[Data extracted from a collection]
>>>

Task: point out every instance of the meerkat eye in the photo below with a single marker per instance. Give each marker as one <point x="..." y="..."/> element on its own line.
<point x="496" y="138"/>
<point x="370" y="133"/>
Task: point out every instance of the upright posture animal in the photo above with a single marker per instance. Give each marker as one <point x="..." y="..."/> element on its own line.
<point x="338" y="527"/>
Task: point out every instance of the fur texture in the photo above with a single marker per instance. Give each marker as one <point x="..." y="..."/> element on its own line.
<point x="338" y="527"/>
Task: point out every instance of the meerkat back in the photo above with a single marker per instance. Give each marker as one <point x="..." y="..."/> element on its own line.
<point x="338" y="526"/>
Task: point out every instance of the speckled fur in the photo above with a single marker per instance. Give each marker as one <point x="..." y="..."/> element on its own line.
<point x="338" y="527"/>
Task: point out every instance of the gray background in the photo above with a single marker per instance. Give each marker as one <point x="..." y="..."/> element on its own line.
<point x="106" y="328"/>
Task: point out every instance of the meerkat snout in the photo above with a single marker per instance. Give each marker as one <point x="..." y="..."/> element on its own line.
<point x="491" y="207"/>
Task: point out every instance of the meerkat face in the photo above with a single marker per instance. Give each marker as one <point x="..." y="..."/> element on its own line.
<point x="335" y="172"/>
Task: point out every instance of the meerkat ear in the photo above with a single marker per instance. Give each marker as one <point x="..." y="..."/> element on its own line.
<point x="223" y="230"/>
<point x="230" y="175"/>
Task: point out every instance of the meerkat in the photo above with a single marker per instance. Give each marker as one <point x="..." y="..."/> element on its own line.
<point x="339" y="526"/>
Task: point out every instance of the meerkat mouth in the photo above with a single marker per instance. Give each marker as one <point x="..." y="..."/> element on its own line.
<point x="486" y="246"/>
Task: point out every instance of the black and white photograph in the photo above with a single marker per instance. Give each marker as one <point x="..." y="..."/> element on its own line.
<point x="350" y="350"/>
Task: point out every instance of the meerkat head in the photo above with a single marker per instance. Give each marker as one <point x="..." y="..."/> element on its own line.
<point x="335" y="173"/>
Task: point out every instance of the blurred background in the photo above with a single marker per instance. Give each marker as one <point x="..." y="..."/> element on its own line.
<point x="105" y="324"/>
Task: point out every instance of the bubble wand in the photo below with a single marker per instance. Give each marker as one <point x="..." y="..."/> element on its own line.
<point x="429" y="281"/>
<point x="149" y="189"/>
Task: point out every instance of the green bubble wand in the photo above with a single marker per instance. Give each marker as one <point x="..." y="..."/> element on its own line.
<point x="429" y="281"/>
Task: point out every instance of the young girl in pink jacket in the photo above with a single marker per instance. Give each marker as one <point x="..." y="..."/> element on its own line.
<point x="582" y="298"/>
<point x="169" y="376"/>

<<<

Reproduce nothing but the lines from the line containing "Task: point out every instance of the meerkat in" to the last line of the data, each exactly as written.

▸ Written solution
Task: point out every instance of the meerkat in the photo above with a single marker per instance. Give each marker as one <point x="..." y="..."/> element on its own line.
<point x="339" y="526"/>
Task: point out every instance of the meerkat mouth in the photo above with a single marker per instance. Give each marker as one <point x="..." y="..."/> element on its own line.
<point x="486" y="246"/>
Task: point out every instance of the black and white photograph in the photo above with a single marker per instance. Give each marker as one <point x="..." y="..."/> element on its own line.
<point x="350" y="350"/>
Task: point out every instance of the meerkat head in the photo above with a single marker per instance. Give each marker as one <point x="..." y="..."/> element on its own line.
<point x="335" y="173"/>
Task: point out every instance of the blurred background in the photo above with a single marker per instance. Give each marker as one <point x="..." y="..."/> element on its own line.
<point x="105" y="324"/>
Task: point out every instance of the bubble wand in the photo below with a single marker per instance. Give each marker as one <point x="..." y="..."/> element on its own line.
<point x="429" y="281"/>
<point x="149" y="189"/>
Task: point out every instance of the green bubble wand in the photo above with a single marker per instance. Give each marker as one <point x="..." y="..."/> element on its own line.
<point x="429" y="281"/>
Task: point out every instance of the young girl in pink jacket in the photo above with a single marker per instance. Give each marker as one <point x="..." y="..."/> element on its own line.
<point x="582" y="298"/>
<point x="169" y="376"/>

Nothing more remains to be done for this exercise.